Is You Stupid? by Michael Davis
I have no real theme this week but I’d like to share some random thoughts. These are some of the things that make me ask…is you stupid? Not to be confused with “Are you stupid?” Is you stupid is a much better way to express my frustration. Just saying is you stupid sounds right in some situations. It lets the person you are talking to know they are stupid but… with a smile.
Not to long ago a good friend of mine called me and asked me to take a look at a project. It was not his project, he was shopping it around for a hotshot TV producer. I was told that this project would make a great comic book series and I was asked if I would get involved and present it to some publishers.
I have been lucky enough to close some major deals with major publishers and know some power brokers. This is outside of comic book publishers, which are no longer the only game in town for comics. As I write this I’m on a plane to New York City for a meeting with Harper Collins Publishers. I’ve been selling comic book universes to major publishers since 1996. The Action Files, a series I created, has been a Simon & Schuster universe since 1997. I’m proud to say that I saw the trend with comics and major publishers before it was a trend.
Anywho, my friend of almost twenty years tells me that he has a series that will be bigger than The Matrix. It was created by a big time producer and they want me involved. Truth be told I don’t really do a lot of pitching of other people’s projects anymore. It’s simply too much trouble. If I don’t create it, then I have little incentive to try and get it sold. As I said – too much trouble. My only exception these days is introducing young talented creators to people who may be able to help them. Help with advise for the most part because that is sorely lacking in our field.
----
> **Parts of the exercise**:
#1 Echo the part of the listing that opens with the line containing "Return the mask of every instance of the shadow" and closes with the line containing "42), (2, 62)]", leaving the picture out of your answer.
#2 Write the next part of the column about random frustrations and pitching comic book projects, starting from where it stops.
The column and the listing that comes after it are separate material.
----
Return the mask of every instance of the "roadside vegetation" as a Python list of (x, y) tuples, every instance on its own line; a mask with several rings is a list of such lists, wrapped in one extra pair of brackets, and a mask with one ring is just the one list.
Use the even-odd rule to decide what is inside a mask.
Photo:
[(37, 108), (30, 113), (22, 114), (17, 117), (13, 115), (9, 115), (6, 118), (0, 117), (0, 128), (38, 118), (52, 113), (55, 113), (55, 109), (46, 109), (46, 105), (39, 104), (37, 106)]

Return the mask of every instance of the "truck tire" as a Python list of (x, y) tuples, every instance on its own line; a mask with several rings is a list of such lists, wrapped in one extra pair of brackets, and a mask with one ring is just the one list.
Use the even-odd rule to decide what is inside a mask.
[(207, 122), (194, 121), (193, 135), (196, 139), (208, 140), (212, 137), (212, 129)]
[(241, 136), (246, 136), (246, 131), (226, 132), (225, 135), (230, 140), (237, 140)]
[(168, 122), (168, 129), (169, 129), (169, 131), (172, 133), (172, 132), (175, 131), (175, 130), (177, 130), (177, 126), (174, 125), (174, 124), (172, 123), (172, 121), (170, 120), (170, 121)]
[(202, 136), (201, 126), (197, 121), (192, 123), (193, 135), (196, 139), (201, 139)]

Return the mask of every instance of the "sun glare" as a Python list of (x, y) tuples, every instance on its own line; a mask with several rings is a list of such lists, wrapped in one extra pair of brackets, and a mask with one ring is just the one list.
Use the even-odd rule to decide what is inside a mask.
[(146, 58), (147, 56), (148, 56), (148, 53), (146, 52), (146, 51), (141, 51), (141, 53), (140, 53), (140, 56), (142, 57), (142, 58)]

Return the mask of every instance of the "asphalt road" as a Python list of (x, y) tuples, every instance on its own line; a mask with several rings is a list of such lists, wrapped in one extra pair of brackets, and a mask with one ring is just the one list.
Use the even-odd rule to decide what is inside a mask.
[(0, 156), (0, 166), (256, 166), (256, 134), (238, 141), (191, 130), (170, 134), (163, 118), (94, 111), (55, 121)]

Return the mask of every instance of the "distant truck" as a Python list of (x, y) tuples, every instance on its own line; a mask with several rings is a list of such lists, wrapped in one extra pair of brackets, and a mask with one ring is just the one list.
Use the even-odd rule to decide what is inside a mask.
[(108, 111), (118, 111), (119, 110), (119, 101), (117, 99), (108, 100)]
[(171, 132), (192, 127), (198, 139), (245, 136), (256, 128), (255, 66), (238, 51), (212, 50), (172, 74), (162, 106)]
----
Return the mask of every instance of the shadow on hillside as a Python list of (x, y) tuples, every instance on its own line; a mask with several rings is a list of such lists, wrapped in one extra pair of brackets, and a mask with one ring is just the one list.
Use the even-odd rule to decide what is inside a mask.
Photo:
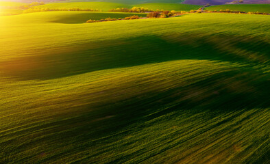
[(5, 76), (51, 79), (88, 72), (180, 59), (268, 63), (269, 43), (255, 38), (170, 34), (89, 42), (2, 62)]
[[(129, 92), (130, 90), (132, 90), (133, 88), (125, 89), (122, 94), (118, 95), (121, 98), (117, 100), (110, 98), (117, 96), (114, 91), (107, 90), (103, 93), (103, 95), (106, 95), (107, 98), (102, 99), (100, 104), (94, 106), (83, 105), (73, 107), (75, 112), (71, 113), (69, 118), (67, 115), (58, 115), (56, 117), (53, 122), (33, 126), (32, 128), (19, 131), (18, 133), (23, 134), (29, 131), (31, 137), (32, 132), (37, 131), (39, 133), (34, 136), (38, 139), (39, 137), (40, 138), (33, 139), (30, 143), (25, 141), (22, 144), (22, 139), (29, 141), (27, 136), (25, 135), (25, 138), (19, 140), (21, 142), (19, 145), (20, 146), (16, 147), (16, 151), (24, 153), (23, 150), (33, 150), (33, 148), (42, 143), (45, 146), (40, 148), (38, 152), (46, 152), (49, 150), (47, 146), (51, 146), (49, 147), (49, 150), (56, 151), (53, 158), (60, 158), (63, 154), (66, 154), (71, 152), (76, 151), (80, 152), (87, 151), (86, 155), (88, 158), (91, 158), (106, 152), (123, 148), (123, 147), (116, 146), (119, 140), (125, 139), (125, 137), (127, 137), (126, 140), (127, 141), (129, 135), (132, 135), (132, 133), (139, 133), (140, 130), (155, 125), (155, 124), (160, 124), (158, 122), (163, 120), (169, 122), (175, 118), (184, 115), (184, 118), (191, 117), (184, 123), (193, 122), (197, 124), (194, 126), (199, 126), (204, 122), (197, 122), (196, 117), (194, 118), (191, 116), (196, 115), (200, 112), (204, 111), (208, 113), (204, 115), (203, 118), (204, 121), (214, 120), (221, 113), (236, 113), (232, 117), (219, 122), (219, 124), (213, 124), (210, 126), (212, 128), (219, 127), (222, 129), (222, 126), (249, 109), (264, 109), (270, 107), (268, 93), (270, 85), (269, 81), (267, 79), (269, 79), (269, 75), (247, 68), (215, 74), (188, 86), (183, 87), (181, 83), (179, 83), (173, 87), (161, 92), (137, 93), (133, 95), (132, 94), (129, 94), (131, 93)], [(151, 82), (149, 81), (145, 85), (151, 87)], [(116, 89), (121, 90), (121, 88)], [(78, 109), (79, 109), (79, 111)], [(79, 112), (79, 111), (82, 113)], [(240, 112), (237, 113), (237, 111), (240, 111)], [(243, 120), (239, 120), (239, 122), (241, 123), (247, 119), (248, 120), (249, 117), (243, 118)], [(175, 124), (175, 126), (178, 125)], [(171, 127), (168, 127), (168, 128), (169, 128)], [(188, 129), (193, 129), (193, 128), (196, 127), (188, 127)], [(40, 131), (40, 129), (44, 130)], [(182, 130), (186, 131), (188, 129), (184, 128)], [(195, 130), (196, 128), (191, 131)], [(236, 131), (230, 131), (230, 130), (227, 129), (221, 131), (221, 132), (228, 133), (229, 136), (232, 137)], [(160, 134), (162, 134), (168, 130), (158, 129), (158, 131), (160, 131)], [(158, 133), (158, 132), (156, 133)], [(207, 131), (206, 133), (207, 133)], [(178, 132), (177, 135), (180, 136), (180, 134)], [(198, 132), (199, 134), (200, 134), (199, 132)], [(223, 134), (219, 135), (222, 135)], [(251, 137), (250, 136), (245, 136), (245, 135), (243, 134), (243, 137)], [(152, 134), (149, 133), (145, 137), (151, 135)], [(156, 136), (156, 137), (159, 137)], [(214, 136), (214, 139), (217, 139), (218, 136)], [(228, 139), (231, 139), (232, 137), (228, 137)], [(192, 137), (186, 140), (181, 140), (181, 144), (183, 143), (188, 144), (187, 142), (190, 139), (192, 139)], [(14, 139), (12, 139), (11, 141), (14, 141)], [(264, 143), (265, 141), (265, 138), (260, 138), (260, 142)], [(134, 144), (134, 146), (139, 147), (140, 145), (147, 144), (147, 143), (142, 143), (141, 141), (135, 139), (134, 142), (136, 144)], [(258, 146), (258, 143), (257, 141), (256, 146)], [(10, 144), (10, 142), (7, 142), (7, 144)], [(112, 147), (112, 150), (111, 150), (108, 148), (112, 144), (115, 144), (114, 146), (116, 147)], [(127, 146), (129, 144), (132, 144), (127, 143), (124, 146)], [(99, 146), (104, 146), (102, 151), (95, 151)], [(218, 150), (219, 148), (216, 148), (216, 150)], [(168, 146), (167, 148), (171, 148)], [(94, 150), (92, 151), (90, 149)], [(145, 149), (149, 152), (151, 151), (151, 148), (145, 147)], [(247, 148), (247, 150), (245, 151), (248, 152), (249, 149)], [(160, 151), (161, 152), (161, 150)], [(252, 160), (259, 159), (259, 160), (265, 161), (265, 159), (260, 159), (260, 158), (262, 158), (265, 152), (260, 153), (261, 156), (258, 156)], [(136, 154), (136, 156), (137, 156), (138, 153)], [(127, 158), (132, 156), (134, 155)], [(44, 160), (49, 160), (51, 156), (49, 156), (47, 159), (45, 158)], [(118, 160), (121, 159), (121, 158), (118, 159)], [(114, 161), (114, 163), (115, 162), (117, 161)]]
----
> **Exercise results**:
#1
Return the mask of every instance of the shadow on hillside as a Python list of (x, y) tuples, every instance on its own line; a mask with several rings is a list of such lists, wrapped in one extra pair of brackets, and a mask with one ring is just the one list.
Use the even-odd rule to decide what is inside a mask.
Photo:
[(5, 76), (51, 79), (88, 72), (180, 59), (268, 63), (269, 43), (255, 38), (170, 34), (89, 42), (2, 62)]

#2
So I’m pitched this series that will be “bigger than The Matrix!” and…
I mean really sucked as in very bad. So I ask you what do you do? Do I say, “Wow. That sucked?” Nah that would be insensitive and you know me. I’m Mr. Sensitivity. Or perhaps I say “My god, this is worst than that sitcom about slavery (a real show) that was on TV for half an episode before the network put down the crack pipe and realized what they put on the air.”
No, this called for a “Is you stupid?”
I have two dogs. One’s a happy go lucky Golden Retriever; the other is a happy to kill you pit bull boxer mix. The other day I’m walking Mac the pit bull and this lady and her kid are walking towards me. The kid, who was around six, shouts with glee; “Oooo puppy!” The mom bends down to pet Mac as if she knew me and my dog on an intimate basis. Who does that? Who assumes that it’s OK to pet someone’s dog regardless of personal space issues? I mean who is that dense to take it for granted that it’s OK to embrace your pet? So this lady leans down to pet my PIT BULL – but her kid stays put.
I say “bad idea” to the woman who is now leaning towards my dog with this huge idiot grin on her face. At this point even her kid is looking at her likes she is nuts. My dog is looking at me with a “This bitch is out of her damn mind” kind of stare. I say a bit louder to the woman “That’s a bad idea. My dog does not like strangers.” She inches a bit closer then snaps her head back in horror as my dog nearly rips her face off. If I had not held on to the leash she would have lost her puckering lips at least.
Do you believe this woman gets mad at me? She screams at me; “What is wrong with your dog?” I say “I told you twice that getting in his face was a bad idea.” “I did not hear you!” she continued to scream. “You hear me now?” I quipped. I then added for needed effect “Is you stupid?”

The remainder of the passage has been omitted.